Nella ricerca di flessibilità e rapidità nell’adattare i carichi di lavoro, le aziende abbracciano sempre più la virtualizzazione e la containerizzazione, orientandosi su nuovi hypervisor per garantirsi livelli superiori di scalabilità e controllo dei sistemi IT. E’ quanto emerge da un recente report di Red Hat che fotografa lo stato della virtualizzazione tra le aziende in diversi Paesi, impegnate in percorsi di innovazione per restare competitive nei rispettivi mercati di riferimento.

Stando a quanto rileva lo studio, sono già molte le realtà che attualmente combinano virtualizzazione e ambienti ibridi e multi-cloud per ottenere i livelli di flessibilità richiesti: in particolare, il 72% delle aziende intervistate utilizza già workload su più di un cloud, e l’85% sta implementando un modello di cloud ibrido. In questa strategia, la virtualizzazione gioca quindi un ruolo chiave, con il 71% delle organizzazioni che dichiara di avere virtualizzato oltre la metà della propria infrastruttura IT, compresi server, storage, networking, desktop e GPU, per poter fare affidamento su un ambiente più flessibile, sicuro e resiliente.
_ _ _
COSA FARE:
• A. Restituisci parola per parola il brano del testo sulla virtualizzazione che comincia con le parole contenenti "Nella ricerca di" e termina con "mercati di riferimento.".
• B. Rispondi a queste domande sul testo sulla virtualizzazione:
(i) Di quale azienda è il report citato?
(ii) Quale percentuale delle aziende intervistate usa già workload su più di un cloud?
(iii) Quale percentuale delle organizzazioni dichiara di aver virtualizzato oltre la metà della propria infrastruttura IT?

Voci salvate
_ _ _
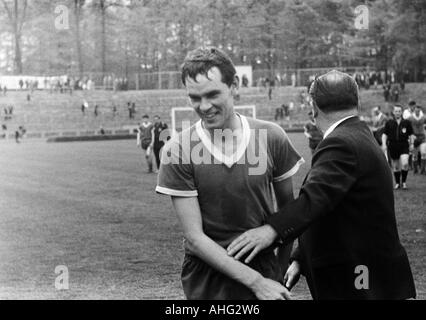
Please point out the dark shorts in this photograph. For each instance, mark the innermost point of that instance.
(419, 140)
(398, 149)
(145, 144)
(202, 282)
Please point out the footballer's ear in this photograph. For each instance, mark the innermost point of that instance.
(235, 85)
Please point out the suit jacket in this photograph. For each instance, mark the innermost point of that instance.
(349, 245)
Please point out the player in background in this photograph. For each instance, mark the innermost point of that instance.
(418, 121)
(379, 121)
(157, 141)
(399, 134)
(313, 133)
(144, 140)
(407, 115)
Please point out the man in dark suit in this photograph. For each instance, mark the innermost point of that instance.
(349, 246)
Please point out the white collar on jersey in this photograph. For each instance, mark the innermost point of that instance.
(229, 161)
(417, 118)
(334, 125)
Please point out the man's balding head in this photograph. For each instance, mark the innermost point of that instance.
(335, 91)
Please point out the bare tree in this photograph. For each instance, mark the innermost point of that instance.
(78, 4)
(16, 13)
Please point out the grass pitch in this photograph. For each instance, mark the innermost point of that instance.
(90, 206)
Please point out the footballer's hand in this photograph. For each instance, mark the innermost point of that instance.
(254, 241)
(292, 275)
(267, 289)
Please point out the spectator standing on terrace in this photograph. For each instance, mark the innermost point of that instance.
(144, 140)
(4, 131)
(157, 141)
(379, 121)
(386, 91)
(129, 107)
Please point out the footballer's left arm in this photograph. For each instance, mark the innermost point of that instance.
(284, 194)
(262, 237)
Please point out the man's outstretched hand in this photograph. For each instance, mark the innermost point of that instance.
(254, 240)
(292, 275)
(268, 289)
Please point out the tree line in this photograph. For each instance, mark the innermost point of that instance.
(126, 36)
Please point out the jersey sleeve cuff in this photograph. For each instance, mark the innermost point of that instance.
(291, 172)
(176, 193)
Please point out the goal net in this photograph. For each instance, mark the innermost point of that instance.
(186, 116)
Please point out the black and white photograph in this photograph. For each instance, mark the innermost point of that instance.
(219, 150)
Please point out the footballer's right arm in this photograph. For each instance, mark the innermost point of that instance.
(189, 215)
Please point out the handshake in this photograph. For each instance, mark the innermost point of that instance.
(254, 241)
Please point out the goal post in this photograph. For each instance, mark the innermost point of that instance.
(187, 115)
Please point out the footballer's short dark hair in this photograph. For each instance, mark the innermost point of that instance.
(201, 60)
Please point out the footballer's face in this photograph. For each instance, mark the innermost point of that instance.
(397, 112)
(212, 99)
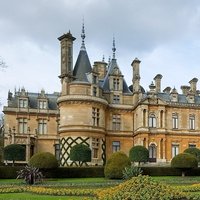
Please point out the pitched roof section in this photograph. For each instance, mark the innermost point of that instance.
(112, 68)
(82, 66)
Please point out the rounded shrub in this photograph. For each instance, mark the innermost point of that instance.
(80, 153)
(184, 161)
(194, 151)
(115, 165)
(138, 188)
(139, 154)
(43, 160)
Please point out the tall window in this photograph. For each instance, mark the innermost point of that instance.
(115, 146)
(95, 116)
(174, 121)
(152, 121)
(95, 91)
(22, 125)
(192, 122)
(23, 103)
(95, 147)
(144, 117)
(175, 149)
(57, 151)
(94, 81)
(42, 126)
(192, 145)
(43, 104)
(116, 122)
(116, 99)
(116, 84)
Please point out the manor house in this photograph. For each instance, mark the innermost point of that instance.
(96, 107)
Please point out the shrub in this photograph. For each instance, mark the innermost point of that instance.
(194, 151)
(115, 165)
(141, 187)
(139, 154)
(80, 153)
(184, 161)
(30, 175)
(131, 171)
(14, 152)
(43, 160)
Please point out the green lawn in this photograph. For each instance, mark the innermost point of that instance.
(28, 196)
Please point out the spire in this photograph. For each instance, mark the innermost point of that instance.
(113, 49)
(83, 37)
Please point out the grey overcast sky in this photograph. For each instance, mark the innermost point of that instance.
(164, 35)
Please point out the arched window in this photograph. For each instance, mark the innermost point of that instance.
(152, 121)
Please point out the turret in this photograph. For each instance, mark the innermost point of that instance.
(136, 75)
(66, 45)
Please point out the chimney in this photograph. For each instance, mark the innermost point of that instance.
(185, 89)
(167, 90)
(193, 85)
(157, 80)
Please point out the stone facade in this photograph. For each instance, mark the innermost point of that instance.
(97, 108)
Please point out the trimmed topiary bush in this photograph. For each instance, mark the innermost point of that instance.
(139, 154)
(115, 165)
(139, 188)
(43, 160)
(194, 151)
(184, 161)
(14, 152)
(80, 153)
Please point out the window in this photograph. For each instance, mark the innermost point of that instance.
(94, 81)
(42, 104)
(115, 146)
(174, 121)
(116, 122)
(116, 84)
(22, 124)
(152, 121)
(192, 146)
(116, 99)
(57, 151)
(42, 126)
(23, 103)
(95, 116)
(175, 149)
(94, 91)
(191, 122)
(95, 147)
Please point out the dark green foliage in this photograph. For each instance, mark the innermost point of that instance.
(115, 165)
(31, 175)
(80, 153)
(132, 171)
(184, 161)
(14, 152)
(139, 154)
(43, 160)
(194, 151)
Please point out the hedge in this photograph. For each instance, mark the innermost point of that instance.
(8, 172)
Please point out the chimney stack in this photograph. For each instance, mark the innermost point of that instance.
(157, 80)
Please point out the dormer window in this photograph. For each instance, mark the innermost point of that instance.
(116, 84)
(42, 104)
(23, 103)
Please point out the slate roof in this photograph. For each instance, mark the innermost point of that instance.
(33, 100)
(111, 68)
(82, 66)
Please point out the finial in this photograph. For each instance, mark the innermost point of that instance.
(114, 49)
(83, 37)
(103, 59)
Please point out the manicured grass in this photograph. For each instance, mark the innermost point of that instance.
(28, 196)
(178, 180)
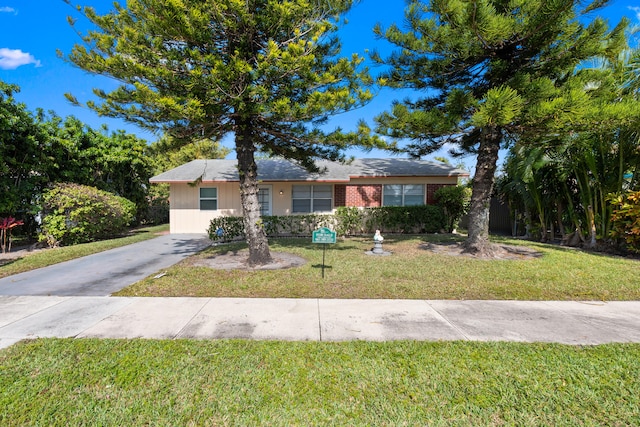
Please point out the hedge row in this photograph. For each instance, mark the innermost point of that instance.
(345, 221)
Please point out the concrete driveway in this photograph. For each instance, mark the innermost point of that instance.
(106, 272)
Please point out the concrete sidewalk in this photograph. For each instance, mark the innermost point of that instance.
(23, 317)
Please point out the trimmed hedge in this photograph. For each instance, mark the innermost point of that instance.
(78, 214)
(345, 221)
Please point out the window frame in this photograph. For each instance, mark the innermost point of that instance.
(207, 199)
(312, 199)
(403, 194)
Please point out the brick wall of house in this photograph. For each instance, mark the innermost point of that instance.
(358, 195)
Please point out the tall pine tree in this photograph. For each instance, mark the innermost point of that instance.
(491, 70)
(266, 71)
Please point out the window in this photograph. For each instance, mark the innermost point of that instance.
(208, 199)
(312, 198)
(264, 198)
(403, 195)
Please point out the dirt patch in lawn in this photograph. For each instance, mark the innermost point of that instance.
(498, 252)
(238, 260)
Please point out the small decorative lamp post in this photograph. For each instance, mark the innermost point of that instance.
(377, 245)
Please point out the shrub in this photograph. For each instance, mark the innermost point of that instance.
(350, 220)
(404, 219)
(625, 219)
(454, 201)
(77, 214)
(346, 221)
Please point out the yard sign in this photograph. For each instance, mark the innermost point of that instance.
(323, 235)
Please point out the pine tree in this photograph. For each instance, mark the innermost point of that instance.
(492, 70)
(266, 71)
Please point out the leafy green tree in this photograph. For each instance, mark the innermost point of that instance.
(22, 160)
(454, 201)
(115, 162)
(492, 70)
(76, 213)
(266, 71)
(573, 174)
(168, 153)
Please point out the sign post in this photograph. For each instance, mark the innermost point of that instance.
(324, 236)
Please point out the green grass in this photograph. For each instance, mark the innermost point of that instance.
(47, 257)
(410, 273)
(215, 383)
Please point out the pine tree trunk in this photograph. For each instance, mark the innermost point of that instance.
(259, 253)
(478, 241)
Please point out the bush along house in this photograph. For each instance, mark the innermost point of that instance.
(203, 190)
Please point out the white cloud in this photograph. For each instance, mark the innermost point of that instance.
(10, 59)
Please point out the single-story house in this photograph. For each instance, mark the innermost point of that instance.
(203, 189)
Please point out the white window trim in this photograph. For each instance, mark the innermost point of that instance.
(200, 199)
(270, 188)
(312, 210)
(424, 190)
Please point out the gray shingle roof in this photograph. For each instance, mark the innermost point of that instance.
(217, 170)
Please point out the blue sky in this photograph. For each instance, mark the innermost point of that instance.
(32, 30)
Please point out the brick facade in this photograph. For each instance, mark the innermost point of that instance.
(358, 195)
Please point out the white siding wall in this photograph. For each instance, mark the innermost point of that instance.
(185, 215)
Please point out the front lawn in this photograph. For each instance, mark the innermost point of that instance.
(60, 382)
(412, 272)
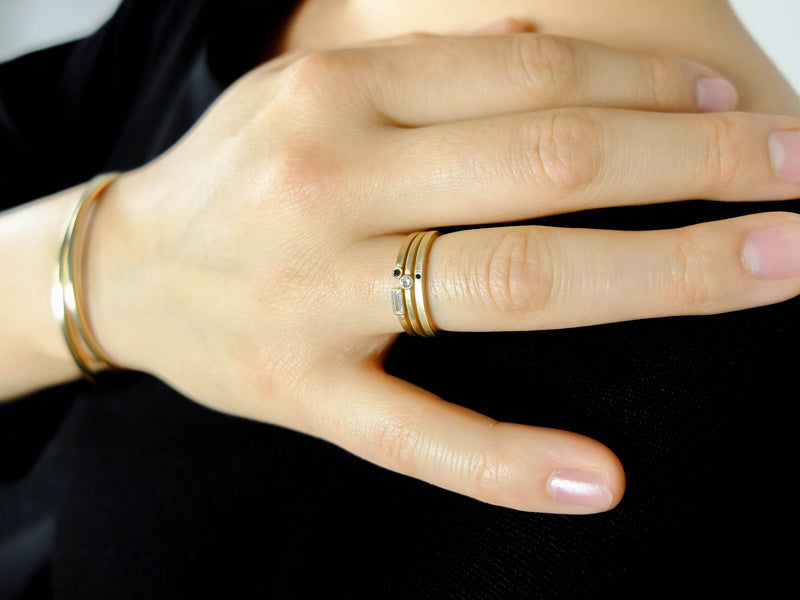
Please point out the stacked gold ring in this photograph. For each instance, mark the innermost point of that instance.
(410, 299)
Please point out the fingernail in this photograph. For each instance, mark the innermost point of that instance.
(774, 252)
(582, 488)
(784, 151)
(715, 94)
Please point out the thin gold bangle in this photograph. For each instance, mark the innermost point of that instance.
(71, 311)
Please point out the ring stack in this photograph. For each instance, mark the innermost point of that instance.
(410, 300)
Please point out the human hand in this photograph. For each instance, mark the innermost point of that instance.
(253, 261)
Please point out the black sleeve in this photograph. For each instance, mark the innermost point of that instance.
(63, 109)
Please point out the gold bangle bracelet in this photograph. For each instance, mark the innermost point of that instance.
(69, 307)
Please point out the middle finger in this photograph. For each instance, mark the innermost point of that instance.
(530, 165)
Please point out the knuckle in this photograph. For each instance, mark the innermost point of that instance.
(302, 176)
(725, 135)
(414, 37)
(312, 78)
(399, 442)
(548, 63)
(516, 279)
(663, 74)
(562, 152)
(690, 273)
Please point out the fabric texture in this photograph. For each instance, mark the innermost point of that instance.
(158, 497)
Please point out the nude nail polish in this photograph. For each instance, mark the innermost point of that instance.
(773, 252)
(582, 488)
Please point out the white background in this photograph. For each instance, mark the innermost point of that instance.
(28, 24)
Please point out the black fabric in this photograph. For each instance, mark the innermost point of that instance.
(162, 498)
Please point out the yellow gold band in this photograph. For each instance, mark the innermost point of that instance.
(68, 306)
(410, 301)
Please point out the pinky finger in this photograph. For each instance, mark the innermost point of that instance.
(401, 427)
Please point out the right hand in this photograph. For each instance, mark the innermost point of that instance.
(250, 266)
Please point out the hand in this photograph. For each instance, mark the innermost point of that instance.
(252, 263)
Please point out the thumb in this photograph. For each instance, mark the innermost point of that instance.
(399, 426)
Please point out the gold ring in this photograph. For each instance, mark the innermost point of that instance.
(410, 299)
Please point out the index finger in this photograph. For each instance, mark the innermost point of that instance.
(456, 78)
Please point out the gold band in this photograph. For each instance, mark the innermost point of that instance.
(410, 300)
(68, 306)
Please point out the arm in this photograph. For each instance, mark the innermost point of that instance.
(250, 266)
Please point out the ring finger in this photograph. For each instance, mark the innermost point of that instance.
(527, 165)
(530, 277)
_ _ _
RISPOSTE:
• A.
Nella ricerca di flessibilità e rapidità nell’adattare i carichi di lavoro, le aziende abbracciano sempre più la virtualizzazione e la containerizzazione, orientandosi su nuovi hypervisor per garantirsi livelli superiori di scalabilità e controllo dei sistemi IT. E’ quanto emerge da un recente report di Red Hat che fotografa lo stato della virtualizzazione tra le aziende in diversi Paesi, impegnate in percorsi di innovazione per restare competitive nei rispettivi mercati di riferimento.

• B.
(i) Red Hat.
(ii) Il 72%.
(iii) Il 71%.